Gather every line of the listing below that contains the string "grass", treating uppercase and lowercase as different.

-- start of Records shown --

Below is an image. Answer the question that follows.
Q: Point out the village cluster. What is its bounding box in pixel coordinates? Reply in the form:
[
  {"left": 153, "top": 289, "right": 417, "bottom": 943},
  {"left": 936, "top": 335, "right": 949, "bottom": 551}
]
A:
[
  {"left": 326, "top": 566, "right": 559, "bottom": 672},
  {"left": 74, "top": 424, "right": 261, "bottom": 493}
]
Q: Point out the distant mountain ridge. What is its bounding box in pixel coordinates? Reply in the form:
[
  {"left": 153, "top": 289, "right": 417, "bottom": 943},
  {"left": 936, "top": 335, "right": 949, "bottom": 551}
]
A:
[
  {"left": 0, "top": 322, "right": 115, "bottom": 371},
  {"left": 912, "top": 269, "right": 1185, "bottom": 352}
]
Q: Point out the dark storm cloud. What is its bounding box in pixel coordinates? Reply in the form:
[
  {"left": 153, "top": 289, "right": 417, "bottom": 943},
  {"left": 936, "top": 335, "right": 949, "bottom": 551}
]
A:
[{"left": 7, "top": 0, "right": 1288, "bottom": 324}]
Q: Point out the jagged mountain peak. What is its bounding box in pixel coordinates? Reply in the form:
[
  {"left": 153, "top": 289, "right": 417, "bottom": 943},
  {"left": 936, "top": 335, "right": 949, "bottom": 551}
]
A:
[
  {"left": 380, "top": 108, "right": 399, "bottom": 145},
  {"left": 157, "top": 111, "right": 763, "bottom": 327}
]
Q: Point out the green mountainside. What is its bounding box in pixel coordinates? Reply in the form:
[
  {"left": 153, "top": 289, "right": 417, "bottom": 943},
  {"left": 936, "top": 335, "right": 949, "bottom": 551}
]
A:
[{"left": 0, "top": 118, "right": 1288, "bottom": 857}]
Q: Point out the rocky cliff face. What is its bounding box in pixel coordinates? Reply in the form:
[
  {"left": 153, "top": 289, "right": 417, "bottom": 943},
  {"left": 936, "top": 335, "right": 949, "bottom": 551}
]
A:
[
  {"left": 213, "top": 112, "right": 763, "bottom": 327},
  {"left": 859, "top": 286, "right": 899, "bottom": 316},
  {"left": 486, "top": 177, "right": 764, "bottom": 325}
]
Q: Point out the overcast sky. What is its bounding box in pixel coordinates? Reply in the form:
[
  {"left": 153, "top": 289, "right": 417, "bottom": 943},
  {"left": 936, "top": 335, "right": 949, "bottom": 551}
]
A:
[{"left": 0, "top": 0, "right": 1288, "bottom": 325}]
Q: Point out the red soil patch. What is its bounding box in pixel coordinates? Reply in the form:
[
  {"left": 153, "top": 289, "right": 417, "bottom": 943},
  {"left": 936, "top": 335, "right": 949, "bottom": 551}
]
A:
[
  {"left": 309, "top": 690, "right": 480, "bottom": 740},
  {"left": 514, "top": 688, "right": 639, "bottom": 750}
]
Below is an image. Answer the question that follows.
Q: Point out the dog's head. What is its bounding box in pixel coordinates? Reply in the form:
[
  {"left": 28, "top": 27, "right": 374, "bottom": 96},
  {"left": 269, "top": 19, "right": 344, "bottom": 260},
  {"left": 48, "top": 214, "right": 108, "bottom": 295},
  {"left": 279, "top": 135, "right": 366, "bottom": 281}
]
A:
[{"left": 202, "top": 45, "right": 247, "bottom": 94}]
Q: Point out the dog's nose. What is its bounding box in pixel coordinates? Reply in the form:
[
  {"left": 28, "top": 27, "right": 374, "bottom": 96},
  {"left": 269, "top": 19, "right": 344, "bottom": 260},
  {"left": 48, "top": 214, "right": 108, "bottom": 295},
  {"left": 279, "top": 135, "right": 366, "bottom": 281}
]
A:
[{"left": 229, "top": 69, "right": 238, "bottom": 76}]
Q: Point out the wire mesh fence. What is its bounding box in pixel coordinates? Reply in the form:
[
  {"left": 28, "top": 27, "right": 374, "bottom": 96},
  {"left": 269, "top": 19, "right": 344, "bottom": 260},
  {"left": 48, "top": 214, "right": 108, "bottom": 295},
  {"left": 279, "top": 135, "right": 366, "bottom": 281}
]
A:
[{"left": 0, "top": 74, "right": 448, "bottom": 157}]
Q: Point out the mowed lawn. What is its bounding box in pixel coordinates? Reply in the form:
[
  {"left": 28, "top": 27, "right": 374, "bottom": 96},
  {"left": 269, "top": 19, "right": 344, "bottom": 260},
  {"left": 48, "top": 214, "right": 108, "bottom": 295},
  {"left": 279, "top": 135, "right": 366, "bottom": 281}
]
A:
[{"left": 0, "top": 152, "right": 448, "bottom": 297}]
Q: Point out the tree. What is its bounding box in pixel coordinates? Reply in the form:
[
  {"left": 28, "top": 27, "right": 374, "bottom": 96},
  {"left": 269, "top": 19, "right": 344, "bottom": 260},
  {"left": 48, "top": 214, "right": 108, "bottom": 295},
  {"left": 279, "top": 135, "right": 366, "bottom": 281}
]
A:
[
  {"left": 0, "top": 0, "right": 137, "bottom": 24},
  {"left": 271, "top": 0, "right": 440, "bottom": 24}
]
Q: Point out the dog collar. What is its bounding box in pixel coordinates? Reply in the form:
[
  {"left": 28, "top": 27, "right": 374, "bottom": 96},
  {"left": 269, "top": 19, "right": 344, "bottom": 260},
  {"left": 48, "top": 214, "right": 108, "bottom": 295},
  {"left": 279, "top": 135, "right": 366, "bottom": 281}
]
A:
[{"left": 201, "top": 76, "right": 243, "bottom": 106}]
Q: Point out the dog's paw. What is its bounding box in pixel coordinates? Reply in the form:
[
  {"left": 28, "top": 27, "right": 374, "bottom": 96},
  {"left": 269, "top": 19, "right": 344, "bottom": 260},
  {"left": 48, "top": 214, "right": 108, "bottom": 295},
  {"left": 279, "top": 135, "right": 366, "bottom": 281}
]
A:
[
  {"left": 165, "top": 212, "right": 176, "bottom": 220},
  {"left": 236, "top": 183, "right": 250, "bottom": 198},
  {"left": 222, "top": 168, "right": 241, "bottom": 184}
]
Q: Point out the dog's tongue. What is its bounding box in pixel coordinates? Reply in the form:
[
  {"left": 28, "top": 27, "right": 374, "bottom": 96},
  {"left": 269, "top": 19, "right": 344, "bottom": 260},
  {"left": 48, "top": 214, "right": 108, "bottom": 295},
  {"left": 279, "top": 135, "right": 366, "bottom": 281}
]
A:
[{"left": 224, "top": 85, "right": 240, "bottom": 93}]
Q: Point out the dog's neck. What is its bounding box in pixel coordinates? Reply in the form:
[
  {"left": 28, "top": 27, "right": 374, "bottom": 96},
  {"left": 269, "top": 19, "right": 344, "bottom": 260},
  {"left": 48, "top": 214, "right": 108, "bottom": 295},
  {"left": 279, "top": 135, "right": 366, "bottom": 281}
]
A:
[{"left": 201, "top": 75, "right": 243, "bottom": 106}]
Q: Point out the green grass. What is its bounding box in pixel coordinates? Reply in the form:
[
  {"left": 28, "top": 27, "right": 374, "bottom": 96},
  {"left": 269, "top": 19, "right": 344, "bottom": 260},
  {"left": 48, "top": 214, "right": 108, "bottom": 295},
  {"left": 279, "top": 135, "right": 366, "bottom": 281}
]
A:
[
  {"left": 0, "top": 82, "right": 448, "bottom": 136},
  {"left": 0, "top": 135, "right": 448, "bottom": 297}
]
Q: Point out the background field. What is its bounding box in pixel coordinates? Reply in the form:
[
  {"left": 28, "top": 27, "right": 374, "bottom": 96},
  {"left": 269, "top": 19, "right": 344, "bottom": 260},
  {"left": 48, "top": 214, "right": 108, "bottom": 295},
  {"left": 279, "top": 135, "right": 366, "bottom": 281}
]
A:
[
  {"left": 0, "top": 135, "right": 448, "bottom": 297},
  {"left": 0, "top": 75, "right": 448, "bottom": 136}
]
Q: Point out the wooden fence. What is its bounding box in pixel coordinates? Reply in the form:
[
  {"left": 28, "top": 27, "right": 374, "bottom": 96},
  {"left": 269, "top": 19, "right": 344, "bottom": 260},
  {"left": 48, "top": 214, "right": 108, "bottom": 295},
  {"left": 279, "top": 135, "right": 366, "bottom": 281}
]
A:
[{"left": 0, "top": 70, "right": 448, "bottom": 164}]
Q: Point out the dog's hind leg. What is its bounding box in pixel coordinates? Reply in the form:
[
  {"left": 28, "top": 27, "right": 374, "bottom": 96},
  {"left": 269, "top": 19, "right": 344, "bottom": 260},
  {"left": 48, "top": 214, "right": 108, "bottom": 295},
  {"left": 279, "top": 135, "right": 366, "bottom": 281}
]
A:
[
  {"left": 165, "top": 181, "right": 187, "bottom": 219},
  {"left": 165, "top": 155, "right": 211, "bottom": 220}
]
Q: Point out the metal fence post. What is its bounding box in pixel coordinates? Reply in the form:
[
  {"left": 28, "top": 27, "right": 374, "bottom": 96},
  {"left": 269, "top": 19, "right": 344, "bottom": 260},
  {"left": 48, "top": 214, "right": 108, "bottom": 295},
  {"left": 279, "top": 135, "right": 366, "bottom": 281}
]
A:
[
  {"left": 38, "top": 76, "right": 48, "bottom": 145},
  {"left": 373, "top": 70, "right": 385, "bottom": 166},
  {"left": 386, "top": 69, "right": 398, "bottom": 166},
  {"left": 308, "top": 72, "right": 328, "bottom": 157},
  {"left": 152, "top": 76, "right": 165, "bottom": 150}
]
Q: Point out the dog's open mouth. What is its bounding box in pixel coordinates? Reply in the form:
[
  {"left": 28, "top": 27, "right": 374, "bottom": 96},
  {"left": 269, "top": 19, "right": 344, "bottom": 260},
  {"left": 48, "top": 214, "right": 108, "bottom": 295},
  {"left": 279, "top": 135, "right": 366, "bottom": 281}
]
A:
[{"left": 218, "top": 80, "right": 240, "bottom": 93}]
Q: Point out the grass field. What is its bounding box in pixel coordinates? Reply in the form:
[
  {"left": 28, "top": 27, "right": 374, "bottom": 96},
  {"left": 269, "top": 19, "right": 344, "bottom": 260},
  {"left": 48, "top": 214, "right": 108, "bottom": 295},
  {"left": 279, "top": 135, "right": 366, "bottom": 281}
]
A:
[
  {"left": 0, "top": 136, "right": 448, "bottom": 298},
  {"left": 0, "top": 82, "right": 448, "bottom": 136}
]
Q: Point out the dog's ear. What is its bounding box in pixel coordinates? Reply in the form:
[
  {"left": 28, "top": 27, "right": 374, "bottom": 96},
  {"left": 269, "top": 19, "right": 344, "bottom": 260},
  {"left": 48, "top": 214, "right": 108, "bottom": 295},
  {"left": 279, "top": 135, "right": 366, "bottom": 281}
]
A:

-- end of Records shown --

**The solution**
Q: Point out the green grass. What is its bounding box in pixel coordinates? Reply in the form:
Q: Point out the grass field. What is its bounding box in pixel coordinates? Reply in the form:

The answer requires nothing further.